What you should do: Write out the forum thread about concrete gym floors word for word, from "I usually play" to "to translate this?".
BEGIN Article
# The concrete floor in that gym makes it hard on the knees.



## yuechu

大家好！

I usually play badminton at a gym which has wooden floors. Recently, I tried playing at a different rec centre, but with a concerete floor instead. I was wondering how to say "The concrete floor in that gym makes it hard on the knees." in Chinese.
Would anyone know how to translate this?
Thanks!


----------



## ovaltine888

水泥地板对膝盖不好


----------



## yuechu

Thanks, Ovaltine888! It's easier than I thought 

Is 膝盖 a word which often has 儿话音？(xi gair ?)


----------



## Tsau

yuechu said:


> Thanks, Ovaltine888! It's easier than I thought
> 
> Is 膝盖 a word which often has 儿话音？(xi gair ?)


Yes.


----------



## yuechu

OK! Thanks, Tsau!


----------



## SimonTsai

那體育館的地板是水泥的，(比較) 傷膝蓋。


yuechu said:


> Is 膝盖 a word which often has 儿话音?


Not for me, nor for people I know.


----------



## thetazuo

SimonTsai said:


> 那體育館的地板是水泥的，(比較) 傷膝蓋。
> 
> Not for me, nor for people I know.


Not for me either.


----------



## yuechu

Thanks, Simon and Thetazuo!


----------



## Tsau

yuechu said:


> Thanks, Simon and Thetazuo!


It is worth noting that 儿化音 was initially a feature of the Northern Dialect of Chinese ,especially Beijing dialect, whereas you rarely hear 儿化音 when someone from Southern China speaks.
普通话, i.e. Putonghua or Mandarin, which is the official standard dialect, is actually developed from Beijing dialect, making 儿化音 a part of the "standard pronunciation". However, 儿化音 is still widely considered as a typical feature of Beijing dialect rather than standard Mandarin. So why bother, whether there's 儿化音 in a word is not important.


----------



## Baklovic

Tsau said:


> It is worth noting that 儿化音 was initially a feature of the Northern Dialect of Chinese ,especially Beijing dialect, whereas you rarely hear 儿化音 when someone from Southern China speaks.
> 普通话, i.e. Putonghua or Mandarin, which is the official standard dialect, is actually developed from Beijing dialect, making 儿化音 a part of the "standard pronunciation". However, 儿化音 is still widely considered as a typical feature of Beijing dialect rather than standard Mandarin. So why bother, whether there's 儿化音 in a word is not important.
END Article
BEGIN Given entries
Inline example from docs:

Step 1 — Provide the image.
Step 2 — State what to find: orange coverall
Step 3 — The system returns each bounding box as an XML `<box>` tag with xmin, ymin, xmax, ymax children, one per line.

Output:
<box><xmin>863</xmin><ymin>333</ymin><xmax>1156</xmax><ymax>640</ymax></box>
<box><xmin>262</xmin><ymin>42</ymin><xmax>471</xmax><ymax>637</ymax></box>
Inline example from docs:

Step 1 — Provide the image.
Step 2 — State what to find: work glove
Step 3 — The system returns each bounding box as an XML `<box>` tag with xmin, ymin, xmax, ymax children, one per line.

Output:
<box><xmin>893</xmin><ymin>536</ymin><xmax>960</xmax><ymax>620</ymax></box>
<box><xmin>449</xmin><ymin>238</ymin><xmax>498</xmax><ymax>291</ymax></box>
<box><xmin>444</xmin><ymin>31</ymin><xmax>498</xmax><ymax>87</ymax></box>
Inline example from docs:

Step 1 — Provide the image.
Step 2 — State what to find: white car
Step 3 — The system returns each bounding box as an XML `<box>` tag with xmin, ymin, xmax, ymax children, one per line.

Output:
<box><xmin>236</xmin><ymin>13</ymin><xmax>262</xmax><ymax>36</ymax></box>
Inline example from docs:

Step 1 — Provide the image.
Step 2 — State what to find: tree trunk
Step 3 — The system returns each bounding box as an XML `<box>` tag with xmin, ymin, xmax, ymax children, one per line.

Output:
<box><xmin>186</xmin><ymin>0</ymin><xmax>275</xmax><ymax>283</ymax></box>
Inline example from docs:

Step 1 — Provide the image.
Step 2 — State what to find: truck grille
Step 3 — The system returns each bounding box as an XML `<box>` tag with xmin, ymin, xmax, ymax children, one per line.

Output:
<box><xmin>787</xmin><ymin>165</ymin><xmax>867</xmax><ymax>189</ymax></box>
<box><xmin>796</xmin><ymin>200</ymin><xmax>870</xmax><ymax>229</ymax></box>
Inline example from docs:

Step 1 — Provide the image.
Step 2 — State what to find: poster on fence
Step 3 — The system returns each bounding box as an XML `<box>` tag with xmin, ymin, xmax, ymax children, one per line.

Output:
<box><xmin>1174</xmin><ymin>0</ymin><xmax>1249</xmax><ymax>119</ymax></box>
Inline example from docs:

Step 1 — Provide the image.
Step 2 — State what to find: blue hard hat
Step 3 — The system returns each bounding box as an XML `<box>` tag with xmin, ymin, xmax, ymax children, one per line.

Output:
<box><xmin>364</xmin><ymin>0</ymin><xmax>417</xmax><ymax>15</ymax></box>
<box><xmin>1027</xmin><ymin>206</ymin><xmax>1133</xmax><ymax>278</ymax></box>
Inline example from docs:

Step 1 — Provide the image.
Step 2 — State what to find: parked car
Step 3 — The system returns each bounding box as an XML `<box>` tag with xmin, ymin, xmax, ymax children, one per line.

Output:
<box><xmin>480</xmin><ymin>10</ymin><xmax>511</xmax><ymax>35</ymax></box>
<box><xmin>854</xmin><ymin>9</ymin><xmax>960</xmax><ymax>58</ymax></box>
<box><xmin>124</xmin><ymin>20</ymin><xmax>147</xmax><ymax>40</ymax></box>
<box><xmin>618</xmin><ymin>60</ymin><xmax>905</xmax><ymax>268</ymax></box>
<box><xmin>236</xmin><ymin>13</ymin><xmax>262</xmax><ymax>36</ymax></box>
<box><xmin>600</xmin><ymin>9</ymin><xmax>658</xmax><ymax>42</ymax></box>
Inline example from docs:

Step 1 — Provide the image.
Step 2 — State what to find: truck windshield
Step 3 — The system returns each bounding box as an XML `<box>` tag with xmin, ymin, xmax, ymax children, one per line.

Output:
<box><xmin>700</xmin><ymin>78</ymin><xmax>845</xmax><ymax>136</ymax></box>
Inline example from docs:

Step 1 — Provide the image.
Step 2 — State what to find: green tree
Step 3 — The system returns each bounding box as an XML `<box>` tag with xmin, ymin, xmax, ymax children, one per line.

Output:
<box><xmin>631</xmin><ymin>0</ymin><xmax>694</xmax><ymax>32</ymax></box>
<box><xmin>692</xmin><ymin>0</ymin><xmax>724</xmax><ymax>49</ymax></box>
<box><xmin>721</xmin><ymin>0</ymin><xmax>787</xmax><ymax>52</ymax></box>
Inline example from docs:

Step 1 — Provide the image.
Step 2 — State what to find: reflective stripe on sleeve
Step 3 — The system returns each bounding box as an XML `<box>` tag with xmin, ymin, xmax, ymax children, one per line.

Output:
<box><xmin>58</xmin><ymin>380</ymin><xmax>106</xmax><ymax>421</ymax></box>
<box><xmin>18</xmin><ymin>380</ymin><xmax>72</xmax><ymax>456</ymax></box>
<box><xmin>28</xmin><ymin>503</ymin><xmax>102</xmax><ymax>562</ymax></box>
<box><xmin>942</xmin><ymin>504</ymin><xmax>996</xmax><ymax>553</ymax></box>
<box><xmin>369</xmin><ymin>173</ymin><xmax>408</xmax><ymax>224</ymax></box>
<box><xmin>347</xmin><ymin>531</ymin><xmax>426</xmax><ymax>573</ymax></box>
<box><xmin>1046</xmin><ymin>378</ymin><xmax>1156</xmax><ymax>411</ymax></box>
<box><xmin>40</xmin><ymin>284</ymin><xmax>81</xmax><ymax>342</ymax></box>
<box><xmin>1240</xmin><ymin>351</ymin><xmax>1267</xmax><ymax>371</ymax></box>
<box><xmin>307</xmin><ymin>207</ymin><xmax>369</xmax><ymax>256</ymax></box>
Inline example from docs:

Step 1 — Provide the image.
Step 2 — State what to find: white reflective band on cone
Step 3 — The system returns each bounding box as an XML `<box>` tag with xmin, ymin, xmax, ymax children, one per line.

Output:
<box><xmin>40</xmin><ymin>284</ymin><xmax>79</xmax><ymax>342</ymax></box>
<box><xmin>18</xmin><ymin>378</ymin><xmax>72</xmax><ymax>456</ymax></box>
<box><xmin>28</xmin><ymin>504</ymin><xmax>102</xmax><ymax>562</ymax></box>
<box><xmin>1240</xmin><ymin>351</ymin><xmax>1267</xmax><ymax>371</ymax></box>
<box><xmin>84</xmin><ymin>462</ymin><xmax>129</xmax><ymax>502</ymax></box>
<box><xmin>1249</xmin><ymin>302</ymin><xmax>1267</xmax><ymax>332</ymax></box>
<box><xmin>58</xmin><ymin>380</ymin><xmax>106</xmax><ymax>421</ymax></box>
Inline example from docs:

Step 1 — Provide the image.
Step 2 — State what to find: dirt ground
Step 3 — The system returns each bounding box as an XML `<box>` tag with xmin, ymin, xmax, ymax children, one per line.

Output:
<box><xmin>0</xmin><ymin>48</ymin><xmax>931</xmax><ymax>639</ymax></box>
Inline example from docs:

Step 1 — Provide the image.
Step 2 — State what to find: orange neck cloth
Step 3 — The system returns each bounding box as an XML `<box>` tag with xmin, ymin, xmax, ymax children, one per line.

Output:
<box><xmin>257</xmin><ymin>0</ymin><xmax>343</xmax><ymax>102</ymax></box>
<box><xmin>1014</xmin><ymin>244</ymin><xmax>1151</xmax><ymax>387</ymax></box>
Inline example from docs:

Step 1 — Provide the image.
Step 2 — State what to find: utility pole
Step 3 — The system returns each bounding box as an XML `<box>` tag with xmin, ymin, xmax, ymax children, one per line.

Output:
END Given entries
Completed task:
I usually play badminton at a gym which has wooden floors. Recently, I tried playing at a different rec centre, but with a concerete floor instead. I was wondering how to say "The concrete floor in that gym makes it hard on the knees." in Chinese.
Would anyone know how to translate this?